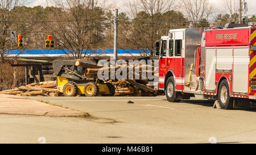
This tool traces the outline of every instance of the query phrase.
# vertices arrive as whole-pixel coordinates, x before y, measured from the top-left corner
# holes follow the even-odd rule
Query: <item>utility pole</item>
[[[242,1],[239,0],[239,23],[242,23]]]
[[[118,26],[118,9],[115,10],[115,20],[114,21],[114,58],[117,61],[117,33]]]

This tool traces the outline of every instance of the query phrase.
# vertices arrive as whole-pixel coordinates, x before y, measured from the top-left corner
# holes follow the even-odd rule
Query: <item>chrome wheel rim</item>
[[[221,88],[221,102],[224,103],[226,103],[228,99],[228,90],[226,87],[223,87]]]
[[[174,85],[172,82],[169,82],[167,86],[167,94],[169,97],[172,97],[174,94]]]

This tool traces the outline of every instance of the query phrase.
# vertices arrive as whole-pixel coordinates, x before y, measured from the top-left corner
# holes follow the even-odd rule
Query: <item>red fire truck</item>
[[[255,36],[253,23],[170,30],[156,44],[158,89],[170,102],[196,97],[223,109],[248,106],[256,100]]]

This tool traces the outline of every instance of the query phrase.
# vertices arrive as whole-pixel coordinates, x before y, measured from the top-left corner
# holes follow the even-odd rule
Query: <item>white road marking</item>
[[[72,101],[76,101],[76,102],[92,102],[92,101],[139,101],[139,100],[162,100],[162,99],[95,99],[95,100],[48,100],[45,99],[44,100],[47,100],[49,102],[72,102]]]
[[[86,99],[86,98],[89,98],[90,97],[28,97],[29,99]],[[129,99],[132,99],[132,98],[166,98],[166,97],[112,97],[112,98],[109,98],[108,97],[108,99],[118,99],[118,98],[127,98]],[[106,97],[96,97],[94,98],[95,99],[106,99]],[[130,99],[131,100],[131,99]],[[150,99],[148,99],[150,100]],[[151,99],[150,99],[151,100]]]
[[[148,106],[150,106],[157,107],[160,107],[160,108],[164,108],[175,109],[175,108],[170,108],[170,107],[166,107],[158,106],[155,106],[155,105],[151,105],[151,104],[147,104],[147,105],[148,105]]]

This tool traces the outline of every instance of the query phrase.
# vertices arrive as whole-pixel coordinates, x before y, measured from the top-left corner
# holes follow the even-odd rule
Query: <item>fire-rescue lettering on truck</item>
[[[229,23],[170,30],[156,48],[159,81],[170,102],[202,97],[223,109],[256,100],[256,27]]]

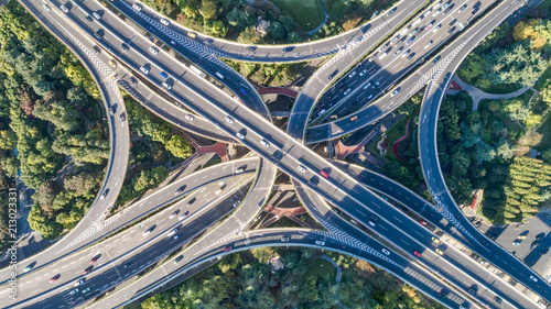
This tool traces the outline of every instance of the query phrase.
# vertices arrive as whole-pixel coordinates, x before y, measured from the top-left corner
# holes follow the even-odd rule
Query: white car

---

> **Task instructions**
In the rows above, find every line that contains the string "fire", and copy each of those lines in full. Case counts.

> **Complete answer**
Query: <item>red fire truck</item>
Query: <item>fire-rescue lettering on truck</item>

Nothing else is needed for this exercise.